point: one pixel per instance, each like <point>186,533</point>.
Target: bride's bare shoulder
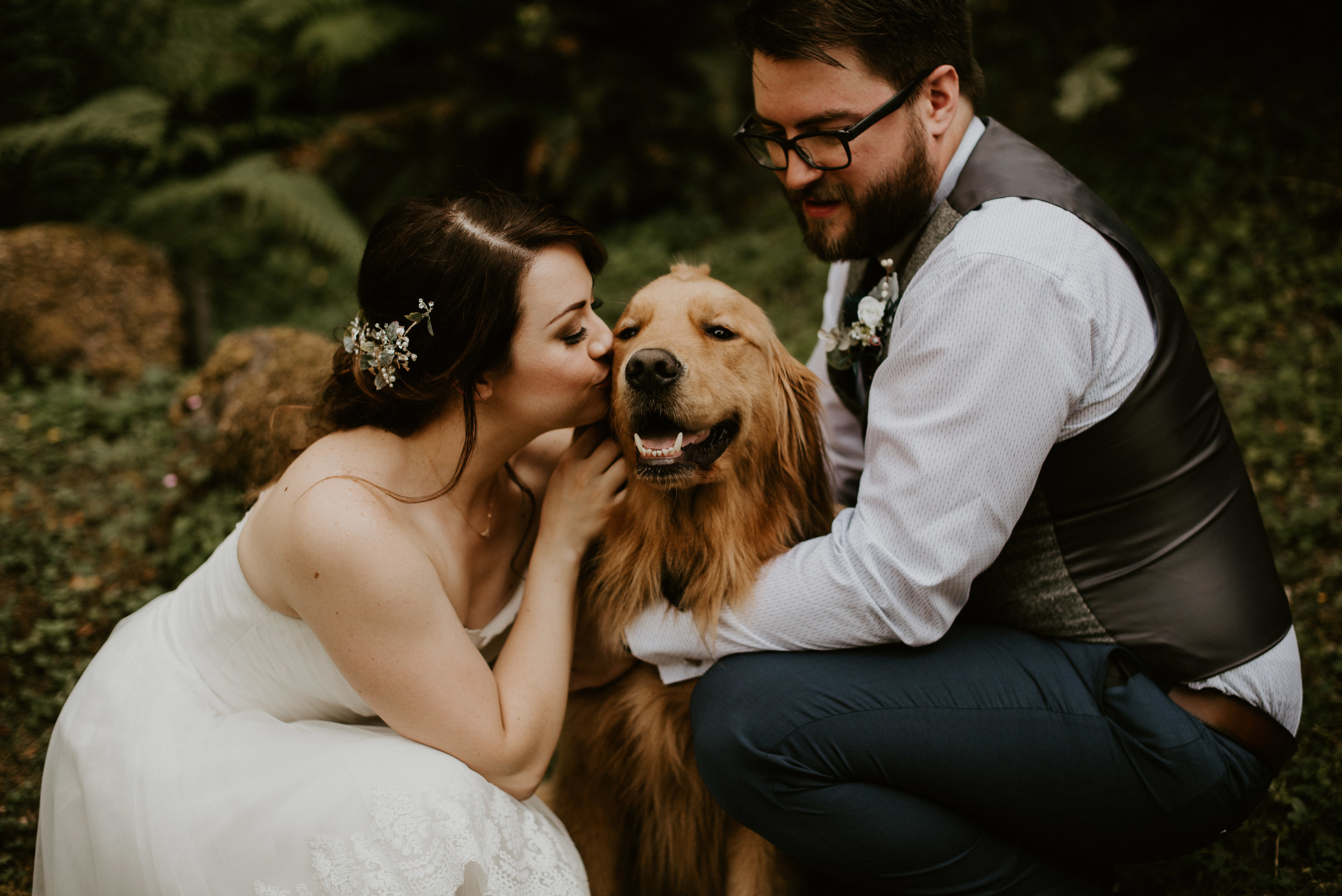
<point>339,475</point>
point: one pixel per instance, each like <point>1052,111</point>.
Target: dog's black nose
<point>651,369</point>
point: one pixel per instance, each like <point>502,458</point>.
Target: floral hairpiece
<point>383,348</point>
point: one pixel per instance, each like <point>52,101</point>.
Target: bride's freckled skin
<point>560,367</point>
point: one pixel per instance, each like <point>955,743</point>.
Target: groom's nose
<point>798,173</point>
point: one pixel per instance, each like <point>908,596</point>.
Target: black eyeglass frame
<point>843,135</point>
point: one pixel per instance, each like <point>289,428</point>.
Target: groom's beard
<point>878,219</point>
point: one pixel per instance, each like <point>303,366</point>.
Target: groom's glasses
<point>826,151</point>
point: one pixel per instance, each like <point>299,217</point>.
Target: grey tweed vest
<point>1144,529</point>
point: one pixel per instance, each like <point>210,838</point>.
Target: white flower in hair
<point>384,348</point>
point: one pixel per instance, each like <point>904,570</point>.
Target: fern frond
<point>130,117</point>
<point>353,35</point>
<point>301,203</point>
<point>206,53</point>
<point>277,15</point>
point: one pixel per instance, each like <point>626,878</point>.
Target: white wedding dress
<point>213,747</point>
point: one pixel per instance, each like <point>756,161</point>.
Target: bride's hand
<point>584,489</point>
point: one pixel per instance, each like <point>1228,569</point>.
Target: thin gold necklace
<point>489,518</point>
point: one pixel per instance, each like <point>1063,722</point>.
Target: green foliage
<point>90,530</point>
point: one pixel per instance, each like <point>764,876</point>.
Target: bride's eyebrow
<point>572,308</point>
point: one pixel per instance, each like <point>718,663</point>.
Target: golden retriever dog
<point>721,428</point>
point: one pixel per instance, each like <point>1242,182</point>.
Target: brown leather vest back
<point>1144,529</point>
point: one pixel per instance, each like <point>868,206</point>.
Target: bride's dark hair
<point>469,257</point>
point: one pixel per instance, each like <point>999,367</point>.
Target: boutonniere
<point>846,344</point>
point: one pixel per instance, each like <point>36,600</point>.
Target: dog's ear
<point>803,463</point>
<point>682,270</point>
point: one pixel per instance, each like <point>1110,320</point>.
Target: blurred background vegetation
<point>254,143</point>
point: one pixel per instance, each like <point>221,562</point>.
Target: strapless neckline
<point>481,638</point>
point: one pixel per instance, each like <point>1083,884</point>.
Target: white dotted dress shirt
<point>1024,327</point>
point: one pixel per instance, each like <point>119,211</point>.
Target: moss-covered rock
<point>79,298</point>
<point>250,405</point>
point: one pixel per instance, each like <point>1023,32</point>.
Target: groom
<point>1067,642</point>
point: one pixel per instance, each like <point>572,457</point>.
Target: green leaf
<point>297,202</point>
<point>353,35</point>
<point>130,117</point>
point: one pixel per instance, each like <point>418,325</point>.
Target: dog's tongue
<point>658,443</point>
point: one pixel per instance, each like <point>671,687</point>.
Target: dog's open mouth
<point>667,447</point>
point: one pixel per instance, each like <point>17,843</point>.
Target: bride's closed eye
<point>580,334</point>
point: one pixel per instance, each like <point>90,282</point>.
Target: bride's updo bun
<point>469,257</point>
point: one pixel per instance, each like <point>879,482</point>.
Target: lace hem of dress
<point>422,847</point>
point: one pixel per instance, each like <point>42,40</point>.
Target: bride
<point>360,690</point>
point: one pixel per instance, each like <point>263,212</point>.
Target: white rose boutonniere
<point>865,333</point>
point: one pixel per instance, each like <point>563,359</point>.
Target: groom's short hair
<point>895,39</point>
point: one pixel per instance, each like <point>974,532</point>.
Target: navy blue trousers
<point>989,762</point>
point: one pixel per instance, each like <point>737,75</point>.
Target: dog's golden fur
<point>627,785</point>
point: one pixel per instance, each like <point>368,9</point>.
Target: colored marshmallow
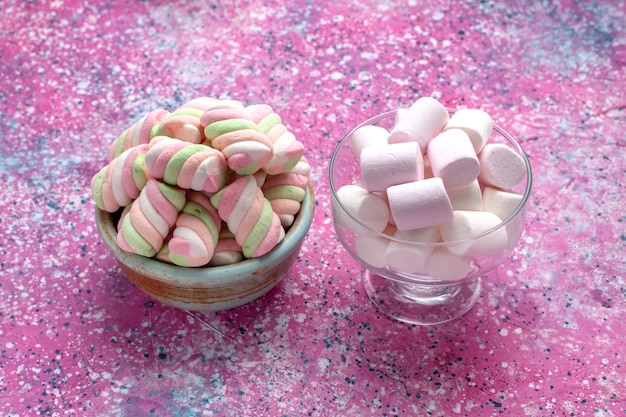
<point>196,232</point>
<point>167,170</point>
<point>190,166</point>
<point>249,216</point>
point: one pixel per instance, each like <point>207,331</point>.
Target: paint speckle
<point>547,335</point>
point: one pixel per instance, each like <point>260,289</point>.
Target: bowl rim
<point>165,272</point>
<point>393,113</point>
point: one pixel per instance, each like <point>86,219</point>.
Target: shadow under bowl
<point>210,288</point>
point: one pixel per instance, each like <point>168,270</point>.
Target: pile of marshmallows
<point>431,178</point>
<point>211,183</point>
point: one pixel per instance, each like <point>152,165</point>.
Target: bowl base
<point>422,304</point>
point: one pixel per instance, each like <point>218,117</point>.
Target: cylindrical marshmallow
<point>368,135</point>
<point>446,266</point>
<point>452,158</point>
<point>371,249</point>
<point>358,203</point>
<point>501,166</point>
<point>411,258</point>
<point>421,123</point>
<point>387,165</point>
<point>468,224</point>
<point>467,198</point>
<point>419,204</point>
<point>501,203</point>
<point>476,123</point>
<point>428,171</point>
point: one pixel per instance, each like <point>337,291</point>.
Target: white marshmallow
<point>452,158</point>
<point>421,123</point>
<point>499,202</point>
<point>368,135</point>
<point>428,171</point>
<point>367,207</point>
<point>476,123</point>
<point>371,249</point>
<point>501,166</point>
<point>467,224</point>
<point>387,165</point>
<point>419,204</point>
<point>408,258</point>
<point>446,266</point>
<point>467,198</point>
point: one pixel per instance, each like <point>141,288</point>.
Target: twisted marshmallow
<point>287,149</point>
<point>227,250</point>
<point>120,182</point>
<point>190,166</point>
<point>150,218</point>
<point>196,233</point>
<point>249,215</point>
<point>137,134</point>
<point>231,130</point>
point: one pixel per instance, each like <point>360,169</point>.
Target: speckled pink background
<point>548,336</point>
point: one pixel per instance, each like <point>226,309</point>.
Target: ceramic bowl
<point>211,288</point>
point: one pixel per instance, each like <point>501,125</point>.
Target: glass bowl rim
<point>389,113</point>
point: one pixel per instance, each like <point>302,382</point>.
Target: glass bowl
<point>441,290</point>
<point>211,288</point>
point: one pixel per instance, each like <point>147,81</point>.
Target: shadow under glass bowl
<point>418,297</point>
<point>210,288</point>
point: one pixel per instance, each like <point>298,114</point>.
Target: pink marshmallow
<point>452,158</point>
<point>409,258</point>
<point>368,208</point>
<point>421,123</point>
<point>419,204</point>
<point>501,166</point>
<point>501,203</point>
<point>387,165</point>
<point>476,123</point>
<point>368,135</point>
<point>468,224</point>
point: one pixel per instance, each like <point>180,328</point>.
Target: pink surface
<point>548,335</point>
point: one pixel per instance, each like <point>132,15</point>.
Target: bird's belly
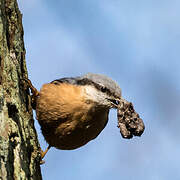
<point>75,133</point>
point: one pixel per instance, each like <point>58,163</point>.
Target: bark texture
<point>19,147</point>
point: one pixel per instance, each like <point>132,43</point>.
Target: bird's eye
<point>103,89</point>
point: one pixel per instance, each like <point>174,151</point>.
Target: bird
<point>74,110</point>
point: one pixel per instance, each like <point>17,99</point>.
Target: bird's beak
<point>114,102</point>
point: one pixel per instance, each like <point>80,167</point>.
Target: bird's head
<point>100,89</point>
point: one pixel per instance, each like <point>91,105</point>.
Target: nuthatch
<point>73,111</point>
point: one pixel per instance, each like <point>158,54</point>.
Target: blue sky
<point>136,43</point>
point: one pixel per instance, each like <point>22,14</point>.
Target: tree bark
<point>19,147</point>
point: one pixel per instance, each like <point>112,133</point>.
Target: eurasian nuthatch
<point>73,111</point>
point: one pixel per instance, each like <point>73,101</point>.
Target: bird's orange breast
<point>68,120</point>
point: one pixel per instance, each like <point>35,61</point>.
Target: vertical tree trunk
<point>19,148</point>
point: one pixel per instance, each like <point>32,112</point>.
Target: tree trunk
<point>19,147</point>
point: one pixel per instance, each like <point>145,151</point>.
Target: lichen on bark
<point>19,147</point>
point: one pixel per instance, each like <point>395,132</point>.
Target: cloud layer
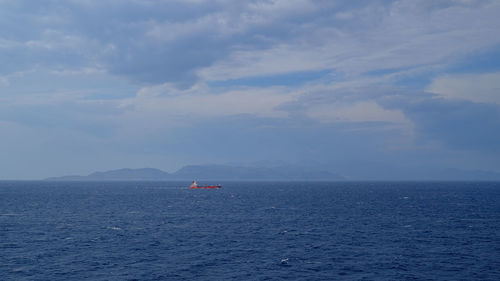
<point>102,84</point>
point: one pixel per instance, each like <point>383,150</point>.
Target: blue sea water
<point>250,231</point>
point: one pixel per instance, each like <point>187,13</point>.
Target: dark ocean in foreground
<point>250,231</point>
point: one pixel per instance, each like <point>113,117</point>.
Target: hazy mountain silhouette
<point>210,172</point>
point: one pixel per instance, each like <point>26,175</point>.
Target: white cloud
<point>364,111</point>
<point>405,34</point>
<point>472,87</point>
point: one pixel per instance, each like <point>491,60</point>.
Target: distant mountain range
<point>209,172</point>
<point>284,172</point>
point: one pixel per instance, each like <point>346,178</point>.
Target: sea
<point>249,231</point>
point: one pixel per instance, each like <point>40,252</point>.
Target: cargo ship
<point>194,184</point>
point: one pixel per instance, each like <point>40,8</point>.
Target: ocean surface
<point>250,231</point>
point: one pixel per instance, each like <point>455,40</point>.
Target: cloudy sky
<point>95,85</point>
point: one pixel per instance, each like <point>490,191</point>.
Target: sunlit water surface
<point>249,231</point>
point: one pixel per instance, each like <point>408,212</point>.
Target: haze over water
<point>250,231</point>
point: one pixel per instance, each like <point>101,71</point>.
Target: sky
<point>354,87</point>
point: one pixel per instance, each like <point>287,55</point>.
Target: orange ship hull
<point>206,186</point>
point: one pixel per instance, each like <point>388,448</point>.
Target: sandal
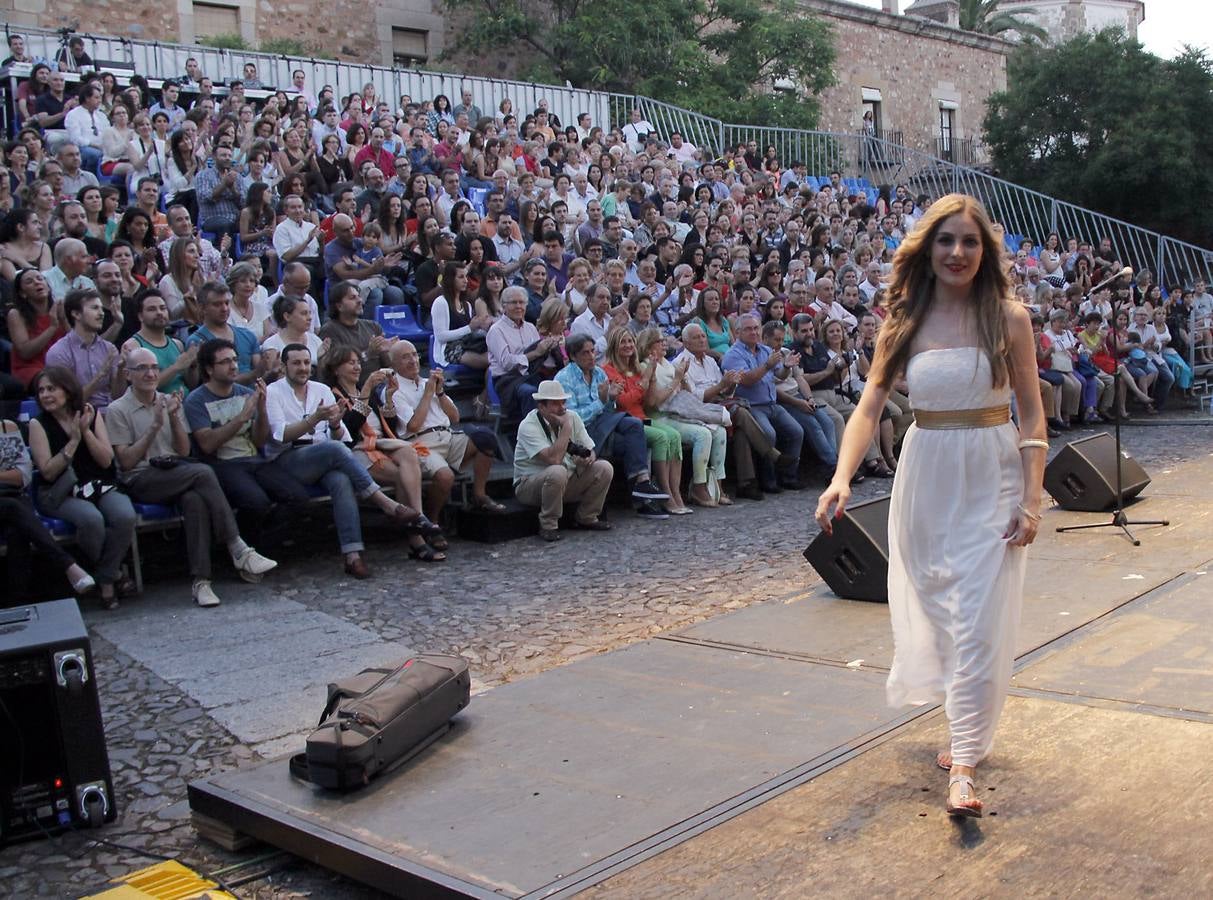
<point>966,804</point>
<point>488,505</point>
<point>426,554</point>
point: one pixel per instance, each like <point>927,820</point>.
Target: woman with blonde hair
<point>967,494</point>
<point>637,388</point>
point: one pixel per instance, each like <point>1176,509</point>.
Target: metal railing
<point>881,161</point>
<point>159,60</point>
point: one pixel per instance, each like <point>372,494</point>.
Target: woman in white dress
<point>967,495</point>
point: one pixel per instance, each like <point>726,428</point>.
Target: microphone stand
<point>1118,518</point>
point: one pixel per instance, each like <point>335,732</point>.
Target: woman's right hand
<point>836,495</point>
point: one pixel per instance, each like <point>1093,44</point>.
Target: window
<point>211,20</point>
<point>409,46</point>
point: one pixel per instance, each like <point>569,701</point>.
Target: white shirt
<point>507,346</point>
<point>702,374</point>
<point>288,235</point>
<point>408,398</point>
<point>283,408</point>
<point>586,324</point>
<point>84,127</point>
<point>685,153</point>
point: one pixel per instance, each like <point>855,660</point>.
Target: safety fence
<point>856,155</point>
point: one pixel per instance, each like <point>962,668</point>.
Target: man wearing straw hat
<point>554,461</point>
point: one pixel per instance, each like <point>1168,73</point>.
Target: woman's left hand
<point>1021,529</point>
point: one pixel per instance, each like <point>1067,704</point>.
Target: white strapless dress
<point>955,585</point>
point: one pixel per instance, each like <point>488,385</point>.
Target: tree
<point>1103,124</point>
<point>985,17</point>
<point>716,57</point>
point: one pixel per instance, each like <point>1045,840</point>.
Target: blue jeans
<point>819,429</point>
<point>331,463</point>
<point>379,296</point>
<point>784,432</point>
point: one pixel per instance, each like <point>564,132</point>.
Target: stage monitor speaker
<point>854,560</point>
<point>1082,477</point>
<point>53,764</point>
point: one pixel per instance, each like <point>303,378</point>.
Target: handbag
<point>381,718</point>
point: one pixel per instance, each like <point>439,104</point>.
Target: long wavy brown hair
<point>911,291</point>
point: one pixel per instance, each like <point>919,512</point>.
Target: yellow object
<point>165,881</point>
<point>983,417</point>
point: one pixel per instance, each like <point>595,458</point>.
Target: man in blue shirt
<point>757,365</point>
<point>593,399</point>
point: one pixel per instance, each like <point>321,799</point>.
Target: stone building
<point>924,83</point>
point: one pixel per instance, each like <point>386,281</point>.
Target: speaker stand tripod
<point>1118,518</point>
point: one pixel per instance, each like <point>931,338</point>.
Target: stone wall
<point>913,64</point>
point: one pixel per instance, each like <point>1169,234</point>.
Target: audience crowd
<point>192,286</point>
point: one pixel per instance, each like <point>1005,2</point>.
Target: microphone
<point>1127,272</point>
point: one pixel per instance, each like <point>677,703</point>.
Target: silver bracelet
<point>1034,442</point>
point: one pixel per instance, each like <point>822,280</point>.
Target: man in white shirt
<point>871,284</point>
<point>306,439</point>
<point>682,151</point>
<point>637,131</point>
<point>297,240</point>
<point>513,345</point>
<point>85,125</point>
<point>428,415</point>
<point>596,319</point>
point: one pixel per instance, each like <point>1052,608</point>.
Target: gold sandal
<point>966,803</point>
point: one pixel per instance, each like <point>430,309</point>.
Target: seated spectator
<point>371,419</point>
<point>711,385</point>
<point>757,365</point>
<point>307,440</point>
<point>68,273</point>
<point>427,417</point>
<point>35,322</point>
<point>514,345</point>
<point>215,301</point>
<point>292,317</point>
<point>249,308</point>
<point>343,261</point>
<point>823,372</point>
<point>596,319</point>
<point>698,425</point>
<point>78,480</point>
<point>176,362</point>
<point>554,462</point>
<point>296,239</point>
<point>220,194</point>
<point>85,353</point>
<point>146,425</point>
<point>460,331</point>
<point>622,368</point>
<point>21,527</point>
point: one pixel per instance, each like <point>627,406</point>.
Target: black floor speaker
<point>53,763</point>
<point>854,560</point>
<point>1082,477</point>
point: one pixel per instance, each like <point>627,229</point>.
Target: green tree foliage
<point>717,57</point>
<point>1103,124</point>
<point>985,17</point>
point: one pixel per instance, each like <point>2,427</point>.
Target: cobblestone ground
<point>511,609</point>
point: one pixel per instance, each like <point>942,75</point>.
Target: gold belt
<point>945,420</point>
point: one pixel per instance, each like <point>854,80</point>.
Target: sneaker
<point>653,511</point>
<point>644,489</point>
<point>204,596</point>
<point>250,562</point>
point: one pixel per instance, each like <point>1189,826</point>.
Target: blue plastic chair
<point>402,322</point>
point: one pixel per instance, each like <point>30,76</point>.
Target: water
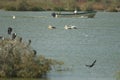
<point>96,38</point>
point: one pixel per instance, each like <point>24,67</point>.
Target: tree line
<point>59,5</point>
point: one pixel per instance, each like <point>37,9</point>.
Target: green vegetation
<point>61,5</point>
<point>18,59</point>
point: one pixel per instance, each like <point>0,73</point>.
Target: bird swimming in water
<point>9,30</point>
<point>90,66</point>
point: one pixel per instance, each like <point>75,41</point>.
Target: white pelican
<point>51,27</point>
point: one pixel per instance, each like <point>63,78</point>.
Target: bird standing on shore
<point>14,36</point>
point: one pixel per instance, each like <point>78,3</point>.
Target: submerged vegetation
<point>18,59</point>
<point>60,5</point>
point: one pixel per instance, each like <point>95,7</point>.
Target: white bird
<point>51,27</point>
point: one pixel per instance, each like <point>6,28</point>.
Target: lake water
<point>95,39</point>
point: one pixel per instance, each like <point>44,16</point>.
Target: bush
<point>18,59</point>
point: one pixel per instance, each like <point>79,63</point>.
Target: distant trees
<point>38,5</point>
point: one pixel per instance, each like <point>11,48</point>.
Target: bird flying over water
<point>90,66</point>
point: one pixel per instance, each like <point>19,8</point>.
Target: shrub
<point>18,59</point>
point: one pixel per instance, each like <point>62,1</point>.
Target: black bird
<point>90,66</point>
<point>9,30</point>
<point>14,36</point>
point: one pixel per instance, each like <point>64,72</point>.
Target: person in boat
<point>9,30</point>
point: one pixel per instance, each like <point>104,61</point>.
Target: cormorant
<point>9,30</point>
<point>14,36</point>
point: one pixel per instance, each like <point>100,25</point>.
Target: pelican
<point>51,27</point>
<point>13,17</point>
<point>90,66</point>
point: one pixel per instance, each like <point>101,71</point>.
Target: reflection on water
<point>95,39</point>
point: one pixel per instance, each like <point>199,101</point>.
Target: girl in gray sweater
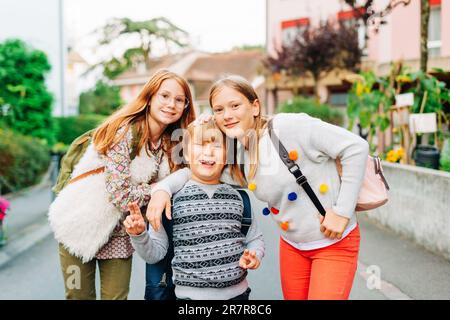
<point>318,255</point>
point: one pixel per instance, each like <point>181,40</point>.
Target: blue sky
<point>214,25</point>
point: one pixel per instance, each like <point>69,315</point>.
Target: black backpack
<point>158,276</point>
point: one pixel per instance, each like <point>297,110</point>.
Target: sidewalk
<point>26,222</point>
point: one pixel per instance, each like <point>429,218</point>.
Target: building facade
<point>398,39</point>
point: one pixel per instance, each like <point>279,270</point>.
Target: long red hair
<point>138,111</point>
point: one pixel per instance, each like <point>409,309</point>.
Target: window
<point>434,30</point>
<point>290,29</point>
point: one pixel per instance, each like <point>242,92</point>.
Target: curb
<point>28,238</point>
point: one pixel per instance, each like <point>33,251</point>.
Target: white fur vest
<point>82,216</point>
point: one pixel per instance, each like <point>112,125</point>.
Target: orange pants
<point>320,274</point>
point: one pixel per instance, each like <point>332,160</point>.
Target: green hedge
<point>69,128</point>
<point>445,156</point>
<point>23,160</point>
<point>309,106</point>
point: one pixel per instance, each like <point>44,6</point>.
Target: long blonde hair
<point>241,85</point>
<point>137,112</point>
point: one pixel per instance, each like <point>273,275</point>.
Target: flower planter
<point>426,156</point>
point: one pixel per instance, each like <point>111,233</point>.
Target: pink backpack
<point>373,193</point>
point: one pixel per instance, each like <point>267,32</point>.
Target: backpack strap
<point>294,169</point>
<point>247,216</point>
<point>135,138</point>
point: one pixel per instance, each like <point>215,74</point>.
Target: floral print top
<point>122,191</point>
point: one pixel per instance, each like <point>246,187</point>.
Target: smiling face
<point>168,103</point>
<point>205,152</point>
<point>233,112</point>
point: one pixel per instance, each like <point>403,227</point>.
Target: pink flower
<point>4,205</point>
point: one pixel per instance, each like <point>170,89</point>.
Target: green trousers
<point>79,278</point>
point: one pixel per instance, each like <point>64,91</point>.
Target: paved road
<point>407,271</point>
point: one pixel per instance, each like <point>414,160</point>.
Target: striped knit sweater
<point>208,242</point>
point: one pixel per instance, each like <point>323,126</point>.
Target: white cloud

### What is expected
Change "sneaker" to "running shoe" in the material from the line with "point: one pixel per instance, each like <point>854,80</point>." to the line with "<point>250,562</point>", leaving everything else as it is. Give back only those lines.

### Solved exercise
point: one pixel per instance, each like <point>854,80</point>.
Target: running shoe
<point>653,511</point>
<point>644,489</point>
<point>204,596</point>
<point>250,562</point>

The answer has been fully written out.